_Try it_: Copy each of the entries below faithfully, setting aside any pictures.
[[ Information, beginning ]]
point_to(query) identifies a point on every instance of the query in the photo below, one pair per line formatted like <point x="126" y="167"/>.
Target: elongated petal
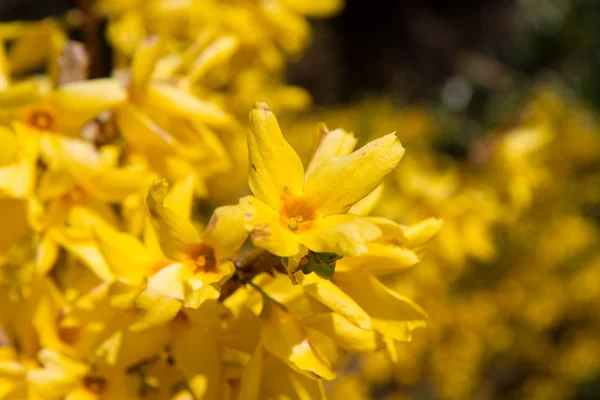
<point x="13" y="215"/>
<point x="251" y="377"/>
<point x="275" y="168"/>
<point x="265" y="229"/>
<point x="180" y="196"/>
<point x="79" y="102"/>
<point x="202" y="373"/>
<point x="175" y="233"/>
<point x="144" y="59"/>
<point x="162" y="299"/>
<point x="392" y="314"/>
<point x="338" y="183"/>
<point x="390" y="230"/>
<point x="318" y="9"/>
<point x="380" y="259"/>
<point x="58" y="377"/>
<point x="333" y="297"/>
<point x="333" y="144"/>
<point x="124" y="254"/>
<point x="422" y="232"/>
<point x="226" y="231"/>
<point x="279" y="381"/>
<point x="108" y="183"/>
<point x="284" y="337"/>
<point x="178" y="102"/>
<point x="82" y="247"/>
<point x="344" y="235"/>
<point x="218" y="53"/>
<point x="368" y="203"/>
<point x="345" y="333"/>
<point x="141" y="132"/>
[[ Information, end ]]
_Your solution_:
point_to(query) identifies a point on every instance of the query in the photo below, one pair per line formatted like <point x="126" y="167"/>.
Target: elongated petal
<point x="13" y="215"/>
<point x="251" y="377"/>
<point x="275" y="168"/>
<point x="265" y="229"/>
<point x="180" y="196"/>
<point x="79" y="102"/>
<point x="202" y="373"/>
<point x="175" y="233"/>
<point x="144" y="59"/>
<point x="162" y="299"/>
<point x="392" y="314"/>
<point x="338" y="183"/>
<point x="390" y="230"/>
<point x="318" y="9"/>
<point x="380" y="259"/>
<point x="58" y="377"/>
<point x="333" y="297"/>
<point x="333" y="144"/>
<point x="124" y="254"/>
<point x="422" y="232"/>
<point x="226" y="231"/>
<point x="279" y="381"/>
<point x="108" y="183"/>
<point x="284" y="337"/>
<point x="178" y="102"/>
<point x="82" y="247"/>
<point x="344" y="235"/>
<point x="218" y="53"/>
<point x="368" y="203"/>
<point x="345" y="333"/>
<point x="141" y="132"/>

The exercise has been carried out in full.